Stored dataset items
• • •

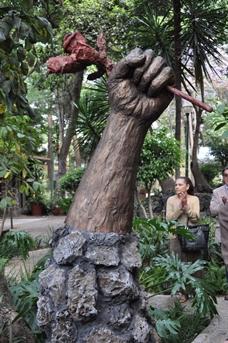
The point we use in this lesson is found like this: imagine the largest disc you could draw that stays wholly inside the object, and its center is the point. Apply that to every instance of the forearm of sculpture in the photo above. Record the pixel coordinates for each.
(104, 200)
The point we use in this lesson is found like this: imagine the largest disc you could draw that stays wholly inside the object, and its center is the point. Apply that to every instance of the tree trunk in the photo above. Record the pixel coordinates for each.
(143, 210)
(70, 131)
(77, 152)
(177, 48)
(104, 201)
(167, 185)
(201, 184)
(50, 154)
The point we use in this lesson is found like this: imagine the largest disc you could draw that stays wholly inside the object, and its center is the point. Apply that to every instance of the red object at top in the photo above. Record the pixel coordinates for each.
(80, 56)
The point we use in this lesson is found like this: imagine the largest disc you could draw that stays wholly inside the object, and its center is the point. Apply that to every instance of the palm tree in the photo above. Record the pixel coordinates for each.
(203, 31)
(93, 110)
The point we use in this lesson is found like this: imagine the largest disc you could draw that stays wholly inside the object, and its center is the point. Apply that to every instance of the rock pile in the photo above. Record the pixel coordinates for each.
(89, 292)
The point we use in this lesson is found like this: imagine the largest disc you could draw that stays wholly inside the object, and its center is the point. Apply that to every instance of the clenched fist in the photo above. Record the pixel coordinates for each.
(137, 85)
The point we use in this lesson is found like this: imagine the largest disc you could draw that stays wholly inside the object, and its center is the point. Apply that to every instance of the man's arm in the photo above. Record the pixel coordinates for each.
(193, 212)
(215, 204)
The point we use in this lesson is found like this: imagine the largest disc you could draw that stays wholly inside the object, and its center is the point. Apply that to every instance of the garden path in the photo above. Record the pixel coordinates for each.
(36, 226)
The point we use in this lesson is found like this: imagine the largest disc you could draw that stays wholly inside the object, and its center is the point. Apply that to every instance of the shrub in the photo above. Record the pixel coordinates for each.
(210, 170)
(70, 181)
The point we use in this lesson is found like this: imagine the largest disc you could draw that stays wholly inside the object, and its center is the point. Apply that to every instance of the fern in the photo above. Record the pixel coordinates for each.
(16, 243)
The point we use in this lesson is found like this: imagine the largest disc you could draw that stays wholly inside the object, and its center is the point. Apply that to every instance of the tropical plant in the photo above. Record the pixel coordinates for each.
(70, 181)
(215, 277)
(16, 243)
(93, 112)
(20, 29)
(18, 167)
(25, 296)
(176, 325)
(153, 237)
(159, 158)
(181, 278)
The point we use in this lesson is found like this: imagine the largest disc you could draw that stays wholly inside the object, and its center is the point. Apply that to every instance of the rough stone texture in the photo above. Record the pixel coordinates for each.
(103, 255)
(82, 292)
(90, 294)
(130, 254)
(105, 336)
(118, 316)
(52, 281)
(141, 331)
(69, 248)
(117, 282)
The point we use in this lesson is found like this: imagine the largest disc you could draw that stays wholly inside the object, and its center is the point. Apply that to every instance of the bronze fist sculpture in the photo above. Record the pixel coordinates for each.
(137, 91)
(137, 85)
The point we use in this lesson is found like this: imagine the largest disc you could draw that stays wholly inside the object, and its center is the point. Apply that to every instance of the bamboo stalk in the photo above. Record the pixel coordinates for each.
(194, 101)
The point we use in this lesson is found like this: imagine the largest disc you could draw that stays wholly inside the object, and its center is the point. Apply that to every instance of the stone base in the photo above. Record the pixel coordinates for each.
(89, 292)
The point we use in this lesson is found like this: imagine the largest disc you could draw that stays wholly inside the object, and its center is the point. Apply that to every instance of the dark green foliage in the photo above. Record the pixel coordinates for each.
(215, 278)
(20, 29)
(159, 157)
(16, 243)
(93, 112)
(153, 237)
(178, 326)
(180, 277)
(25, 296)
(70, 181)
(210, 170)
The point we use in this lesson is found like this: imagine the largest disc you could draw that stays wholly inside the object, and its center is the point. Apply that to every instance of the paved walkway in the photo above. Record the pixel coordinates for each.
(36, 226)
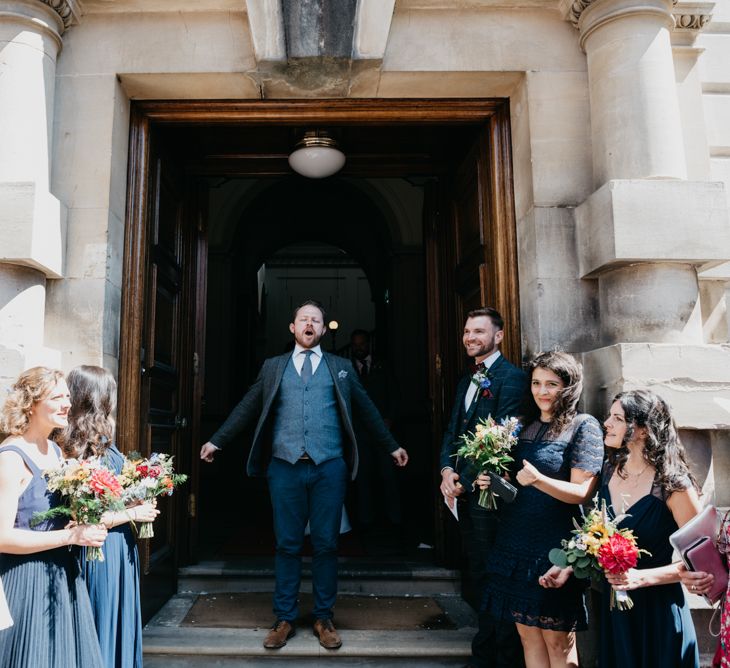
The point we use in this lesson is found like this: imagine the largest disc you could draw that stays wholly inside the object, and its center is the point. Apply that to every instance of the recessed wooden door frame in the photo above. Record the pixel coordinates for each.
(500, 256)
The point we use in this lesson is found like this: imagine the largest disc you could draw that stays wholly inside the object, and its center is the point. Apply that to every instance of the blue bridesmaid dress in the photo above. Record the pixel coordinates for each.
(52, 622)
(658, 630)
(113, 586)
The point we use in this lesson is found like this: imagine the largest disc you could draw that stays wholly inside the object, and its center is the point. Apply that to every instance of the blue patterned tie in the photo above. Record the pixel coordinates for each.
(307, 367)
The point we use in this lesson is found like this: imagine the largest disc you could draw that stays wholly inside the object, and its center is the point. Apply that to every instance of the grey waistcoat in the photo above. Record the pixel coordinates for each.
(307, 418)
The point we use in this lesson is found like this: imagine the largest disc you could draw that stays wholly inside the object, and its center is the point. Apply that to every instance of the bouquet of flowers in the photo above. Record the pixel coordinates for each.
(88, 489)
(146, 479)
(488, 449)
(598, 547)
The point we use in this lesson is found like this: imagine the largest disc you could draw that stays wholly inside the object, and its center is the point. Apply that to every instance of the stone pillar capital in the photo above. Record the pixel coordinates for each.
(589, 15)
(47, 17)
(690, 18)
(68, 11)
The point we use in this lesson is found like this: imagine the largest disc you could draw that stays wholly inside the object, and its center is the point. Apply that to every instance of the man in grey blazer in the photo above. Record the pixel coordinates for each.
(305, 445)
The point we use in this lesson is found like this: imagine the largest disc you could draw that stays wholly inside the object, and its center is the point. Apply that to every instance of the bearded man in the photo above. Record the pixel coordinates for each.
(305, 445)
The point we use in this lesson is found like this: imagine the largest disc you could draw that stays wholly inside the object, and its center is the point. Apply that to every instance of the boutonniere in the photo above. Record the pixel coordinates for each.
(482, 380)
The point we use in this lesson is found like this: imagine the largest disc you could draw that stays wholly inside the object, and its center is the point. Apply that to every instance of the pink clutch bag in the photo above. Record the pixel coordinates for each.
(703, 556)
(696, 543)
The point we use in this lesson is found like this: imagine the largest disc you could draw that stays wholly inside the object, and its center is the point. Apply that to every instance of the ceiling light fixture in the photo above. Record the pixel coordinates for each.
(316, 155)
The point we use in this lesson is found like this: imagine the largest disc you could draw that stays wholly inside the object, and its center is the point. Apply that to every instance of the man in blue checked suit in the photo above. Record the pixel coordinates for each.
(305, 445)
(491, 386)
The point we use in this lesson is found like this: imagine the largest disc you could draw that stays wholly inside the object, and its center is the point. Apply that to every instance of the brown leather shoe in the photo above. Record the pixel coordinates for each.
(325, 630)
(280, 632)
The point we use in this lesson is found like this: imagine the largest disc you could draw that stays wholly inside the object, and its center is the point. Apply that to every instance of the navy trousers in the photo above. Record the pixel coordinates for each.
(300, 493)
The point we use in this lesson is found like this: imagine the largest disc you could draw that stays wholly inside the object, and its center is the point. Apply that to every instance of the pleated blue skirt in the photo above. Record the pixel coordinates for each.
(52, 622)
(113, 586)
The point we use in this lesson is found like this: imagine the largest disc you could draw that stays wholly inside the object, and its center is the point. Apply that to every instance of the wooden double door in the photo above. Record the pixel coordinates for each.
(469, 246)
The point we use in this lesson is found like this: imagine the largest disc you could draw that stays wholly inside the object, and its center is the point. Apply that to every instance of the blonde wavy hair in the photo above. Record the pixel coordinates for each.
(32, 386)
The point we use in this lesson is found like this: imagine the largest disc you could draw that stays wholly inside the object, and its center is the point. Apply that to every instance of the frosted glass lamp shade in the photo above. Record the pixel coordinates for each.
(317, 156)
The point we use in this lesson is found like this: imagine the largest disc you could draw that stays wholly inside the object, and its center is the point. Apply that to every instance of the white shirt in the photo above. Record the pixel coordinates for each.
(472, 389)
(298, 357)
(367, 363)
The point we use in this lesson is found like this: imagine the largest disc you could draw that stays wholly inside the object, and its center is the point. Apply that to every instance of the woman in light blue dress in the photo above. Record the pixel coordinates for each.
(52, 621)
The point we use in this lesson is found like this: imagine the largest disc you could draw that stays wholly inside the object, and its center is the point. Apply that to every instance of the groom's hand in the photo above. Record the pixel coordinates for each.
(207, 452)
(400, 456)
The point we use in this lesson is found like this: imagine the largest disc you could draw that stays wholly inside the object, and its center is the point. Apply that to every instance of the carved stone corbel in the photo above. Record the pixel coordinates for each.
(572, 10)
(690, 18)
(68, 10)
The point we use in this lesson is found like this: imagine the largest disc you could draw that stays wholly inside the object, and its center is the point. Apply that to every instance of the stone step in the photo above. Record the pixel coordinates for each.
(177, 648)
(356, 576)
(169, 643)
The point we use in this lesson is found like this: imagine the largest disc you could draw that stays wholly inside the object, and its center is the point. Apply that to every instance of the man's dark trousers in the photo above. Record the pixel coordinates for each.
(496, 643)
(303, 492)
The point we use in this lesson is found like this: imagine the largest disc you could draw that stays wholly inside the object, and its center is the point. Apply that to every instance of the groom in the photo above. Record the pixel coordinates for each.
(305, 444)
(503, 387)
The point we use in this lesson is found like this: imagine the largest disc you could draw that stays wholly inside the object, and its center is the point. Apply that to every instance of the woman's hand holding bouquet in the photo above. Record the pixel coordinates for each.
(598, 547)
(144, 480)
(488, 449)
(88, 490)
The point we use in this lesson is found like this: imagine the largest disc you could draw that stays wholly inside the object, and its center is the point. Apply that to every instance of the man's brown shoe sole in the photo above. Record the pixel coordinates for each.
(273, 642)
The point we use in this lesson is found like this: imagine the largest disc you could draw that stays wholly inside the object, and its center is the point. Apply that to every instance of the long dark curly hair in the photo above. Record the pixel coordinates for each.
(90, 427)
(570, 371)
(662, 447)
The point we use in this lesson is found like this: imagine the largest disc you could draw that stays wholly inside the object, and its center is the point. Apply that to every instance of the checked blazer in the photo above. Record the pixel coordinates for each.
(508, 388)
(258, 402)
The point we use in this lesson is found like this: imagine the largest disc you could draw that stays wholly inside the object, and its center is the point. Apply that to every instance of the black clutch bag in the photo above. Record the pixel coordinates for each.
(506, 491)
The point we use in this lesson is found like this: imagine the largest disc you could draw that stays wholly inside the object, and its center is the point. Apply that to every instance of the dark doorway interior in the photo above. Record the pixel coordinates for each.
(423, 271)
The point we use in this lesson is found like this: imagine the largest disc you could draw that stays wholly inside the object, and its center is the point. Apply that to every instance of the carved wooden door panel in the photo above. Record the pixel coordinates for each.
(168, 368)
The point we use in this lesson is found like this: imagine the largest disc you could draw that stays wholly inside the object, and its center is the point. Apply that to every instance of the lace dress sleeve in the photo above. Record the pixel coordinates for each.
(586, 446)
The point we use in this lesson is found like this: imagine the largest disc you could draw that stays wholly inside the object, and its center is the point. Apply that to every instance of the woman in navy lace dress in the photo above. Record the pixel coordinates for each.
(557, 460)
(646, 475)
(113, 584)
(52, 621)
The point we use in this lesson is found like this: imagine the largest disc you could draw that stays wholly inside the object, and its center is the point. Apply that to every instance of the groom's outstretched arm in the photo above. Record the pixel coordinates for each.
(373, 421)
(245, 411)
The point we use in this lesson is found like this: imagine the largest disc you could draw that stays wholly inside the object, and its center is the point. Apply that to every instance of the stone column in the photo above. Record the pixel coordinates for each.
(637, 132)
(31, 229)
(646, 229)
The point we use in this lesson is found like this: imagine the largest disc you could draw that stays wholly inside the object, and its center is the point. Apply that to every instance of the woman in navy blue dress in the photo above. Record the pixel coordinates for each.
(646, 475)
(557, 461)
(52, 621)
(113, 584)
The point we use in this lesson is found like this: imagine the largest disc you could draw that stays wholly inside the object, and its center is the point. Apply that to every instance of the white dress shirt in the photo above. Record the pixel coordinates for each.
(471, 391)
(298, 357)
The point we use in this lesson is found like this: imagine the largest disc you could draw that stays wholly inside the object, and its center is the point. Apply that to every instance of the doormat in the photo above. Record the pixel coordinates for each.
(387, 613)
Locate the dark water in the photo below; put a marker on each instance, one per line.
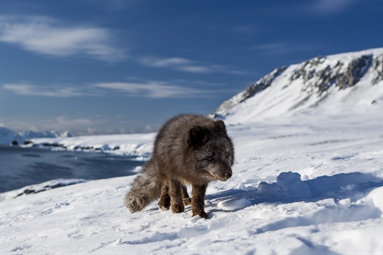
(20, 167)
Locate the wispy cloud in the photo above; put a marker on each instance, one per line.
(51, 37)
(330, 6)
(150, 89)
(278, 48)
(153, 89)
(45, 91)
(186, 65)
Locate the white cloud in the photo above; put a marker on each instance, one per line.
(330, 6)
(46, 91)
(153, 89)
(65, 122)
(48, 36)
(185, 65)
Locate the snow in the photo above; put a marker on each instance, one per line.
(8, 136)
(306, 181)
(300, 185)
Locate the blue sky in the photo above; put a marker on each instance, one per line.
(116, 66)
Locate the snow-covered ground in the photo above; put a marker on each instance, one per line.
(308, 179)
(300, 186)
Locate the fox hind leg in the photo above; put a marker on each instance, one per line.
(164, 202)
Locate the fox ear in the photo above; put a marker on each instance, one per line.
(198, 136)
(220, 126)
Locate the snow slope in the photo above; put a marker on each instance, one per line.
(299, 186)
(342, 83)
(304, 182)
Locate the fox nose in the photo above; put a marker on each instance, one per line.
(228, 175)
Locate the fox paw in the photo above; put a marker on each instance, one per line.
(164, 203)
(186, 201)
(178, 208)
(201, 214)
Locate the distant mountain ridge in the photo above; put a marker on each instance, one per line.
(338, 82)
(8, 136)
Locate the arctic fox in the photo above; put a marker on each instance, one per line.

• • •

§ WHAT TO DO: Each line from the one containing "Locate the fox ear" through the final line of the records must be repeated exactly, with no line added or dropped.

§ RESPONSE TO THIS EXERCISE:
Locate the fox ear in the photo above; put a marker on each instance, one per line.
(198, 136)
(220, 126)
Locate the snow slope in the photo above; put a marker on each instance, one per line.
(299, 186)
(342, 83)
(304, 182)
Locate the fox nose in the photo above; put a marker on each instance, one per line.
(228, 175)
Locate the fox paw in the photo above; put a marker on each instance, one per line.
(164, 203)
(186, 201)
(178, 208)
(201, 214)
Locate the distant mountain ridge in the photo above; put a marker on each instance, one per line.
(338, 82)
(8, 136)
Locate the arctic fox in the photo above; put a marker on each instance, one per line.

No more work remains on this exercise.